Requirement:
Show each line of the data below that includes the word "woman".

Object position labeling entries
□ □ □
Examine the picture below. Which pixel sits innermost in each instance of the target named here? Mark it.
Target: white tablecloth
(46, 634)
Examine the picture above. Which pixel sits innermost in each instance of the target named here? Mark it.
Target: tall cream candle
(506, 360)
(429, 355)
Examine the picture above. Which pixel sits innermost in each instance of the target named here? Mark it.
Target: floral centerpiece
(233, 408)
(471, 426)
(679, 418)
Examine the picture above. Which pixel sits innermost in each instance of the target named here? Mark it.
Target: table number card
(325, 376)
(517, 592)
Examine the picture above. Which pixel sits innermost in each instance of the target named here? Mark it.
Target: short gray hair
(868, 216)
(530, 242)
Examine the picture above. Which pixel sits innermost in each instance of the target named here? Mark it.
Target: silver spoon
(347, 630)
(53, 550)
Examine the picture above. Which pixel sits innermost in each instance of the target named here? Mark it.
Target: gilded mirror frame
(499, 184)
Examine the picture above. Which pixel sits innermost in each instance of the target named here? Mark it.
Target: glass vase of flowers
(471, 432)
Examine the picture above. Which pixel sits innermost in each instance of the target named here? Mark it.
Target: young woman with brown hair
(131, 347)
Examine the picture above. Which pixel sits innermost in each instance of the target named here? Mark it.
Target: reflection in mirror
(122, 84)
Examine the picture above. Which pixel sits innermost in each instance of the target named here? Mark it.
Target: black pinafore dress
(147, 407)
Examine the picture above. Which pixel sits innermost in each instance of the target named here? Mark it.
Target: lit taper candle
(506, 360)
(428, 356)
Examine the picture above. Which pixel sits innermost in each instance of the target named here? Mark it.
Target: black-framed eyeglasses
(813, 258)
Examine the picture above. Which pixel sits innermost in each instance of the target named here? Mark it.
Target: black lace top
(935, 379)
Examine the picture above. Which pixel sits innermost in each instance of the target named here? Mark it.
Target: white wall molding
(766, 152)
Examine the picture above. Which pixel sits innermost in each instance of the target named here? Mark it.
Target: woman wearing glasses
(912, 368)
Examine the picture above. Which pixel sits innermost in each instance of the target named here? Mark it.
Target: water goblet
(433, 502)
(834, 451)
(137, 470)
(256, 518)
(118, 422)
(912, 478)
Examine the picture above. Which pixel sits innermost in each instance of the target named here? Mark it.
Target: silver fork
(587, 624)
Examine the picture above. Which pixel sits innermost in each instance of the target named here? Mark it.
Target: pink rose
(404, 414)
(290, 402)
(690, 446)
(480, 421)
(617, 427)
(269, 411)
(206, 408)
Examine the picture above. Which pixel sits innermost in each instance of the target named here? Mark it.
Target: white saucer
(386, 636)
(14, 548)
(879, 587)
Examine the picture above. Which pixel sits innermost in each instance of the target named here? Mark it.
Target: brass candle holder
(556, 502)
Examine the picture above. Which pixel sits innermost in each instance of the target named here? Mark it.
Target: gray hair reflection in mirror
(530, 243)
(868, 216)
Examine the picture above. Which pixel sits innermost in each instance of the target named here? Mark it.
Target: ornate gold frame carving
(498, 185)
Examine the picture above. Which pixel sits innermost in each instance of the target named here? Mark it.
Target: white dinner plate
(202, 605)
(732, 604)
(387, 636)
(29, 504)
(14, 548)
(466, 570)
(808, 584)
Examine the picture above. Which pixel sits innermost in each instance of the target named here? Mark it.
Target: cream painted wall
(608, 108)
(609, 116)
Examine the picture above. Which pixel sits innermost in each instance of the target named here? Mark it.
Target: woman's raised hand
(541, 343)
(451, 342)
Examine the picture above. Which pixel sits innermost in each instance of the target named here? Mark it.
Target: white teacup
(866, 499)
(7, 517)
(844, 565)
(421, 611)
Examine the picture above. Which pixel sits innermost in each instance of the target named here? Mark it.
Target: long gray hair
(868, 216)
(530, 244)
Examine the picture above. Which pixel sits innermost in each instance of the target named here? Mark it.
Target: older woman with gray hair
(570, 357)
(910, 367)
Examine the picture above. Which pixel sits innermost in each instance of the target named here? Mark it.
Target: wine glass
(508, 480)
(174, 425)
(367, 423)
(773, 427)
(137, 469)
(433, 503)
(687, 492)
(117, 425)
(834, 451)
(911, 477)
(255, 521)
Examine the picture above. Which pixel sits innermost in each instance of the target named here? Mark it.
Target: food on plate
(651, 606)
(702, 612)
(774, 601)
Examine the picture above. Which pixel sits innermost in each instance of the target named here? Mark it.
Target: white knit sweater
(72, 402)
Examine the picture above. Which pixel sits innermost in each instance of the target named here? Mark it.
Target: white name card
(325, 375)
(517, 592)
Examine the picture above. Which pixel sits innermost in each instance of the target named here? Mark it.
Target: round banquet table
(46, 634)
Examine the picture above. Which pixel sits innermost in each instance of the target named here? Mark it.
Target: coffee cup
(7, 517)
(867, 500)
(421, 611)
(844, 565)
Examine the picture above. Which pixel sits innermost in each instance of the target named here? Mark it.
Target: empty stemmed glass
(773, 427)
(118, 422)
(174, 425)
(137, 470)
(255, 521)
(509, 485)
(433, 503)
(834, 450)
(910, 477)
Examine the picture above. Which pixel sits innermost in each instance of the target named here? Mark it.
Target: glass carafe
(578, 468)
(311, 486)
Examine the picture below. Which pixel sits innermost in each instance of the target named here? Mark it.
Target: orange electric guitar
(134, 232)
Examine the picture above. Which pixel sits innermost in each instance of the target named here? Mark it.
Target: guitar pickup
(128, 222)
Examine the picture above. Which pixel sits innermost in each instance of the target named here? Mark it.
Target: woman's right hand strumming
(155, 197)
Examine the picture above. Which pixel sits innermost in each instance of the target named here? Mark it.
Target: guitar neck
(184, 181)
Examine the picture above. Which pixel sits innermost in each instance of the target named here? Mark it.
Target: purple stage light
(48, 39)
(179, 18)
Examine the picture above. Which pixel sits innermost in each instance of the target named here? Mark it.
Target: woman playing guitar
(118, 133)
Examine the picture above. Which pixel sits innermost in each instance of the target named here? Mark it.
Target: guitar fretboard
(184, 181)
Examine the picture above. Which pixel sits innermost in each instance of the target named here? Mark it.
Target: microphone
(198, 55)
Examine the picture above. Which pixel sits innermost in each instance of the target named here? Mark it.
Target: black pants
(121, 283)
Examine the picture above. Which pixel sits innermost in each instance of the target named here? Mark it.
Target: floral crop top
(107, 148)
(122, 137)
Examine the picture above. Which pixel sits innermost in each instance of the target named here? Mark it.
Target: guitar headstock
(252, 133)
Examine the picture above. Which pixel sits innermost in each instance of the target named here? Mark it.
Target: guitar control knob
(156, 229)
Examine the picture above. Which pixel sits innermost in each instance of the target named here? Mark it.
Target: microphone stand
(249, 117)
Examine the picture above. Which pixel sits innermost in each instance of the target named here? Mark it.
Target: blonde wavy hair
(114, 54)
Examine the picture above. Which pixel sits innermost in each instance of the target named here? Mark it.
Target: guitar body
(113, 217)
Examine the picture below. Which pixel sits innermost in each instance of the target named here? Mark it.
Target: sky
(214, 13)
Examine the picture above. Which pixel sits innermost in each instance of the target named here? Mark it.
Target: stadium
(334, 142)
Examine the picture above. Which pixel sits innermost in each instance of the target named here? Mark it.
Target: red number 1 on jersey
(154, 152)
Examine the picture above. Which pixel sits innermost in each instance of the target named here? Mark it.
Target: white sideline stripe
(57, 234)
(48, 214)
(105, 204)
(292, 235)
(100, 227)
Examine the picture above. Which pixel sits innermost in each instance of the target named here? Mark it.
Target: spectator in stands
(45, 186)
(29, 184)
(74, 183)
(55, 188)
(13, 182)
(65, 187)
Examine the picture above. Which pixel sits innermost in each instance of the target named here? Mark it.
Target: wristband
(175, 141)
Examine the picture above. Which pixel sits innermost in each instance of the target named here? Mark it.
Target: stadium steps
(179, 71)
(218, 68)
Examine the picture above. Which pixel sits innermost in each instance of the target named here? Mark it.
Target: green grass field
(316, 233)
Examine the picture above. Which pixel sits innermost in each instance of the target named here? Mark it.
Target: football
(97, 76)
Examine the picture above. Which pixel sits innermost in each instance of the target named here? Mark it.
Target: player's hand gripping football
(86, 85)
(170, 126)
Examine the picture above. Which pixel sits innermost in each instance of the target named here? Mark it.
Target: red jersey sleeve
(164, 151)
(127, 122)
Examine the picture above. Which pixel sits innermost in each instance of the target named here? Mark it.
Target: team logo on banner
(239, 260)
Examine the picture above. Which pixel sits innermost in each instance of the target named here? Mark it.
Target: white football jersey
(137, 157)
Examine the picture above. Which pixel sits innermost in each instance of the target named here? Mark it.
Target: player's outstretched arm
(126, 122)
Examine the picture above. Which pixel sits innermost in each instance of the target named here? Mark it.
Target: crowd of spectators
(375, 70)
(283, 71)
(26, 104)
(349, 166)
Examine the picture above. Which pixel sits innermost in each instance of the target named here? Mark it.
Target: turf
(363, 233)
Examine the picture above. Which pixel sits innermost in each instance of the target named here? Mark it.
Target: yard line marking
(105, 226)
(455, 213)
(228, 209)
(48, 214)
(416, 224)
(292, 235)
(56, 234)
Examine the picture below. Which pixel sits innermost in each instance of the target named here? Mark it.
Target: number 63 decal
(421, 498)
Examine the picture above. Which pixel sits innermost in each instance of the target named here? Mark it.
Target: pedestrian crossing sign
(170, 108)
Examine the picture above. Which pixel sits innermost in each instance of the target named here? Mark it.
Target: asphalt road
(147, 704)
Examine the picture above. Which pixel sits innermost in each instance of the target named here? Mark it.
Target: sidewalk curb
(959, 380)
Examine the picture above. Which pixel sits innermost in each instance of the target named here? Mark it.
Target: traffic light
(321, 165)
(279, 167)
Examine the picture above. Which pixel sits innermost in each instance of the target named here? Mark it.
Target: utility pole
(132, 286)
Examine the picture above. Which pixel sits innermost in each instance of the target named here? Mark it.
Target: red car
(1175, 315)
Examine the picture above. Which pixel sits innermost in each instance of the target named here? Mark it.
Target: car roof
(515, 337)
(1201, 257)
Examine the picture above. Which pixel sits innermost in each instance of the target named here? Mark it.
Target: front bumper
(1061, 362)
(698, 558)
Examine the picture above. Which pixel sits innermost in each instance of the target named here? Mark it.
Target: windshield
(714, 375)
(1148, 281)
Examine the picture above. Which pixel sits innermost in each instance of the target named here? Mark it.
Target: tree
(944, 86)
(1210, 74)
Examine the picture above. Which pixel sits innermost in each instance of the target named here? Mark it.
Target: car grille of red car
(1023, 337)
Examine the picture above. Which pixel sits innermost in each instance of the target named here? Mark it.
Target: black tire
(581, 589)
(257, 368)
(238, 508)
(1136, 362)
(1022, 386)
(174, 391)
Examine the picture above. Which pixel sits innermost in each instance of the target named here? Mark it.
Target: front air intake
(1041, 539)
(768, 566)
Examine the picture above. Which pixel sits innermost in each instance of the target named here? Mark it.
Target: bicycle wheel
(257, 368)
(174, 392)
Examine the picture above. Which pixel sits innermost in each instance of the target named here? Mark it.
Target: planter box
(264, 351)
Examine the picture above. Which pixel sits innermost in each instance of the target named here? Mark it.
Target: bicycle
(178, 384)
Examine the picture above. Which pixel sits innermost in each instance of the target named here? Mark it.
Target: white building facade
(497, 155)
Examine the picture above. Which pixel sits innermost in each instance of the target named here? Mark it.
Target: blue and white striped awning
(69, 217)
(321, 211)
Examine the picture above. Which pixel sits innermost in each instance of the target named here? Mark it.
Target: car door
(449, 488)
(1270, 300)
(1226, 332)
□ □ □
Correct output:
Target: young woman with brown hair
Target: woman wearing glasses
Target: woman's raised hand
Target: older woman with gray hair
Target: woman's right hand strumming
Target: woman playing guitar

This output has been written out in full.